● TEXT PROVIDED:

ACA Has Made “Virtually No Change” in Employer Health Plan Enrollment Numbers
Between 2014 and 2015, there has been “virtually no change” in the average percentage of all employees – full-time and part-time – enrolled in employer-sponsored health plans, according to a recent Mercer survey. “Health Care Reform Five Years In,” a study of nearly 600 employers, also showed that the 1.6% increase in the absolute number of employees enrolled was a result of a 2.2% increase in the size of the workforce, instead of a result of changes required by the Patient Protection and Affordable Care Act (ACA).
Braced for bump. “Employers that had to offer coverage to more employees were braced for a bump in enrollment this year, but they didn’t know how big it would be,” said Tracy Watts, a senior partner and leader for health reform at Mercer. “While some did see increases, for the most part it seems the newly eligible either had coverage through a parent’s or spouse’s plan or through Medicaid – or are continuing to go bare.”
Eligibility versus enrollment. The survey revealed that the average percentage of employees eligible for coverage rose (from 87% to 88%), but the number who actually enrolled dropped (84% to 83%), leaving the percentage of all employees, eligible and ineligible, who enrolled in 2015 essentially unchanged, compared to 2014 (74%), says Mercer. The industry sector most affected by the employer mandate’s 30 hours rule comprised the food and lodging businesses, due to their high concentrations of part-time workers, and the average percentage of employees eligible in that sector grew from 57% to 60%, but, again, the number actually enrolled was lower, and only rose by less than one percentage point, to 34%.
Why was effect so slight? Mercer discovered a number of reasons why the ACA appeared to have so little impact on enrollment numbers. For example, 81% of employer respondents were already in compliance with the ACA’s eligibility requirements prior to 2015. In addition, some employees who were formerly enrolled in their employers’ plans are now waiving coverage because they are eligible for expanded Medicaid.
Mercer also took note of the fact that only three percent of respondents said that they were likely to drop their plans within the next five years. Beth Umland, Mercer’s director of research for health and benefits was quoted as saying, “The need to compete for talent is the number one reason employers don’t drop coverage, but for those that might be tempted, the ACA makes it that much harder to do.”
Source: Mercer news release, March 17, 2015.
Reposted with permission from Wolters Kluwer.

● Stored data entries:

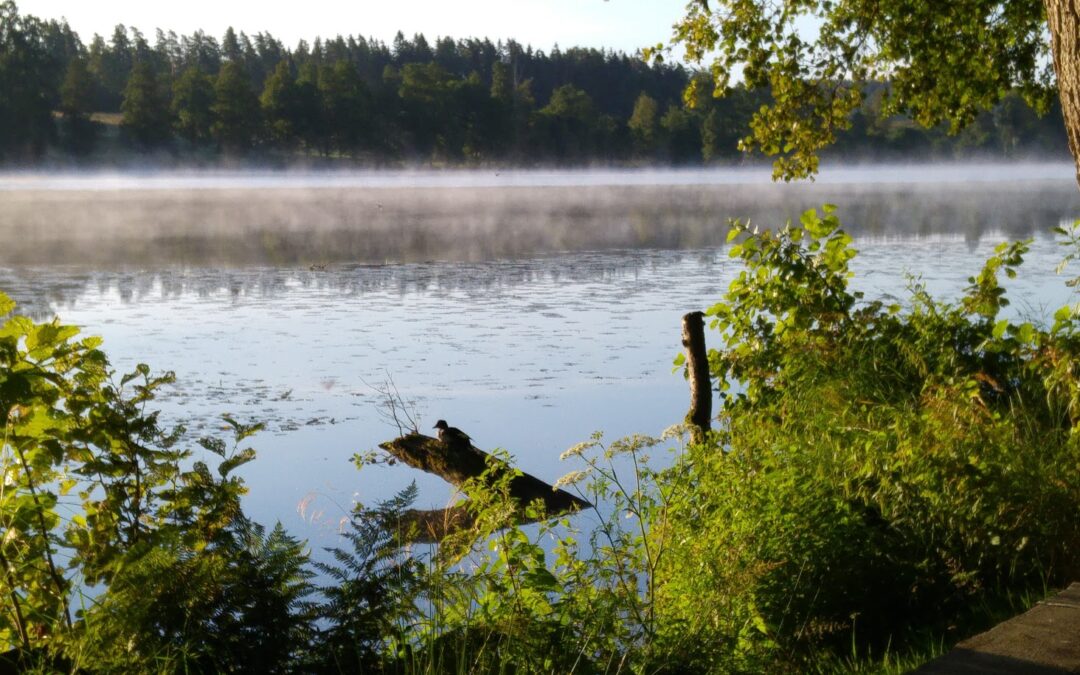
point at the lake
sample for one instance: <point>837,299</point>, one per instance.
<point>527,308</point>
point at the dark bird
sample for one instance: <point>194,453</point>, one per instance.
<point>451,435</point>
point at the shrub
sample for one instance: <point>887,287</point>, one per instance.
<point>875,470</point>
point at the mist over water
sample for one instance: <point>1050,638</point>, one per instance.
<point>527,313</point>
<point>318,218</point>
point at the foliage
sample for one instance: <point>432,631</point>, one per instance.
<point>818,57</point>
<point>474,100</point>
<point>876,471</point>
<point>102,512</point>
<point>146,107</point>
<point>373,601</point>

● TASKS TO COMPLETE:
(a) List every percentage figure that appears in the paragraph of the article on employer health plan enrollment that begins "Eligibility versus enrollment."
(b) Using the article on employer health plan enrollment, decide whether each statement agrees with it. Answer yes or no for each, and quote the words that decide it.
(i) The Mercer study surveyed close to 600 employers.
(ii) The size of the workforce grew by 1.6%.
(iii) Ten percent of respondents said they were likely to drop their plans within the next five years.
(c) Answer these questions from the article on employer health plan enrollment.
(i) What positions does Tracy Watts hold at Mercer?
(ii) What percentage of employer respondents already met the ACA's eligibility requirements before 2015?
(iii) According to Beth Umland, what is the number one reason employers don't drop coverage?

● EXERCISE RESULTS:
(a) 87%, 88%, 84%, 83%, 74%, 57%, 60%, 34%

(b)
(i) Yes: "a study of nearly 600 employers"
(ii) No: "a 2.2% increase in the size of the workforce"
(iii) No: "only three percent of respondents said that they were likely to drop their plans within the next five years"

(c)
(i) Senior partner and leader for health reform
(ii) 81%
(iii) The need to compete for talent